Analysis of the distribution of variance among axes:

The number of axes or principal components from a ord will equal nrow the number of rows, or the ncol, number of columns of the dataset (whichever is less).

The distribution of variance among axes is described in the eigenvalues (\$eig) of the ord analysis. These can be visualised using a scree plot, using scatterutil.eigen as it done in plot.ord. It is also useful to visualise the principal components from a using a ord or principal components analysis dudi.pca, or correspondence analysis dudi.coa using a heatmap. In MADE4 the function heatplot will plot a heatmap with nicer default colours.

Extracting list of top variables (genes):

Use topgenes to get list of variables or cases at the ends of axes. It will return a list of the top n variables (by default n=5) at the positive, negative or both ends of an axes. sumstats can be used to return the angle (slope) and distance from the origin of a list of coordinates.

Value

A list with a class ord containing:

ord

Results of initial ordination. A list of class "dudi" (see dudi)

fac

The input classvec, the factor or vector which described the classes in the input dataset. Can be NULL.

Author(s)

Aedin Culhane

See Also

See Also dudi.pca, dudi.coa or dudi.nsc, bga,

Examples

data(khan)

if (require(ade4, quiet = TRUE)) {
  khan.coa<-ord(khan$train, classvec=khan$train.classes, type="coa")  
}

khan.coa
plot(khan.coa, genelabels=khan$annotation$Symbol)
plotarrays(khan.coa)
# Provide a view of the first 5 principal components (axes) of the correspondence analysis
heatplot(khan.coa$ord$co[,1:5], dend="none",dualScale=FALSE)

Draw boxplot, histogram and hierarchical tree of gene expression data

Description

Very simple wrapper function that draws a boxplot, histogram and hierarchical tree of expression data

Usage

overview(dataset, labels = NULL, title = "", classvec = NULL, 
  hc = TRUE, boxplot = TRUE, hist = TRUE, returnTree=FALSE)

Arguments

dataset

A matrix, data.frame, ExpressionSet or marrayRaw-class. If the input is gene expression data in a matrix or data.frame. The rows and columns are expected to contain the variables (genes) and cases (array samples) respectively.

labels

Vector, labels to be placed on samples in plots. Default is rownames(dataset).

title

Character, label to be placed on plots. Default is NULL.

classvec

A factor or vector which describes the classes in columns of the dataset. Default is NULL. If included columns (array samples) on the dendrogram will be coloured by class.

hc

Logical. Draw dendrogram of hierarchical cluster analysis of cases. Default is TRUE.

boxplot

Logical. Draw boxplot. Default is TRUE.

hist

Logical. Draw histogram. Default is TRUE.

returnTree

Logical. Return the hieracrhical cluster analysis results. Default is FALSE.

Details

The hierarchical plot is produced using average linkage cluster analysis with Pearson's correlation metric as described by Eisen et al.,1999.
....
▸ **Problem description**:
Answer from the documentation text above, one answer per line, using the same letters.
(a) By default, how many top variables does topgenes return?
(b) What is the default value of returnTree in overview?
(c) What kind of cluster analysis and what metric produce the hierarchical plot?
....
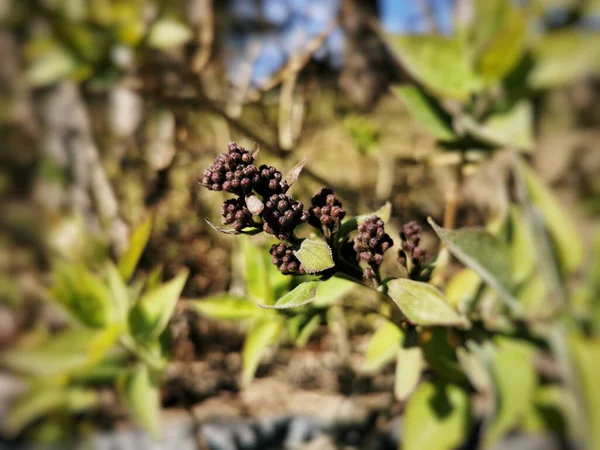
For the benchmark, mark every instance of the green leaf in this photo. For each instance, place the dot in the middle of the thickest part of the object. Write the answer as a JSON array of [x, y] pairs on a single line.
[[423, 304], [383, 347], [50, 68], [168, 33], [425, 56], [332, 290], [515, 380], [512, 128], [315, 256], [506, 47], [258, 285], [62, 353], [485, 254], [308, 330], [150, 316], [437, 417], [263, 333], [142, 397], [522, 246], [560, 226], [301, 295], [225, 307], [37, 402], [83, 295], [426, 112], [409, 365], [129, 260], [562, 57], [120, 295]]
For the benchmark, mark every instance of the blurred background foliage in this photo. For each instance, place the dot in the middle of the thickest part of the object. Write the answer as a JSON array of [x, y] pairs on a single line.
[[110, 110]]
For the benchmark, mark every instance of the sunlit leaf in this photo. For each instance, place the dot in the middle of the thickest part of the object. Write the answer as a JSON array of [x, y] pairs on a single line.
[[485, 254], [142, 397], [505, 48], [383, 347], [168, 33], [301, 295], [62, 353], [258, 286], [409, 365], [426, 112], [263, 333], [425, 56], [315, 256], [151, 314], [437, 417], [560, 226], [423, 304], [139, 238], [515, 381], [308, 330], [225, 307], [564, 56]]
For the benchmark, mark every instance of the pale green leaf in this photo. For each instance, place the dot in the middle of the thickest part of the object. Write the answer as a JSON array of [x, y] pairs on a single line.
[[409, 365], [505, 49], [560, 226], [50, 68], [564, 56], [151, 314], [258, 286], [437, 417], [301, 295], [315, 256], [129, 260], [36, 403], [142, 397], [168, 33], [263, 333], [515, 380], [383, 347], [62, 353], [512, 128], [485, 254], [332, 290], [441, 64], [426, 112], [423, 304], [308, 330], [225, 307]]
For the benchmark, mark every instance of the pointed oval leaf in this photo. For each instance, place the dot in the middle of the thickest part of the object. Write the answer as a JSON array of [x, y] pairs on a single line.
[[263, 333], [423, 304], [315, 256], [485, 254], [409, 366], [142, 397], [426, 112], [425, 56], [437, 416], [301, 295], [139, 239], [150, 316], [383, 347], [224, 307], [560, 226]]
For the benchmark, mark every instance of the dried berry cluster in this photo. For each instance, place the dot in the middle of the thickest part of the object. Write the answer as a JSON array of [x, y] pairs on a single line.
[[370, 244], [326, 212], [281, 215], [411, 255], [285, 260], [274, 212]]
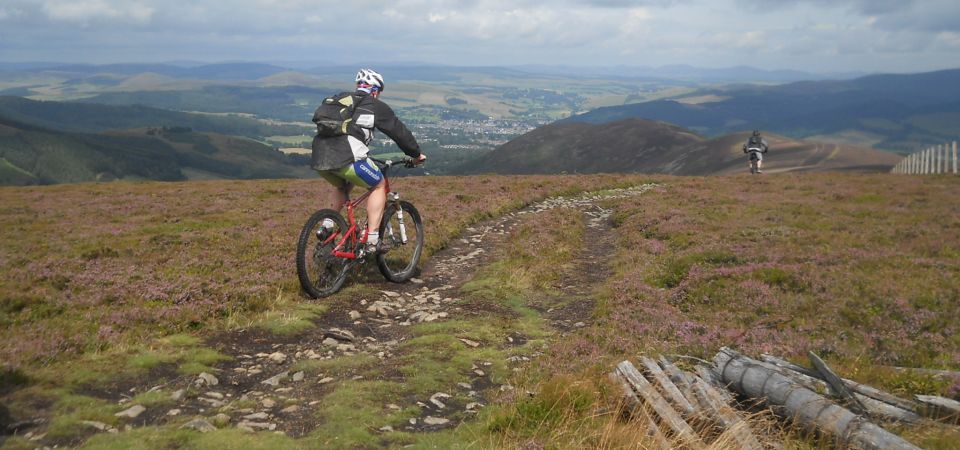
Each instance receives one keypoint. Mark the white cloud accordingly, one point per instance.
(949, 40)
(84, 11)
(805, 34)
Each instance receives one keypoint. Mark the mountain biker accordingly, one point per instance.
(756, 146)
(343, 162)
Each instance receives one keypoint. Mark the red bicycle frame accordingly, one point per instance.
(350, 236)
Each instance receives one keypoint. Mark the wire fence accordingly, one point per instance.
(932, 160)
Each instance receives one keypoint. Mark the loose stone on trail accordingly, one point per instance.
(132, 412)
(206, 379)
(200, 425)
(278, 357)
(276, 379)
(430, 420)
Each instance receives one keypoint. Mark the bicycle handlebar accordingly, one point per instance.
(387, 163)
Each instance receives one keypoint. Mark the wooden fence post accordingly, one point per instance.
(954, 157)
(941, 159)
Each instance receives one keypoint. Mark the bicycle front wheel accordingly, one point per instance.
(320, 272)
(401, 237)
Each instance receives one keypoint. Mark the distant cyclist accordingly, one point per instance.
(342, 160)
(756, 146)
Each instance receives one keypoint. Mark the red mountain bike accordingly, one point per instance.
(324, 259)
....
▸ **Output for this exercise**:
(a) Five (n=5).
(b) FALSE.
(c) Average linkage cluster analysis with Pearson's correlation metric.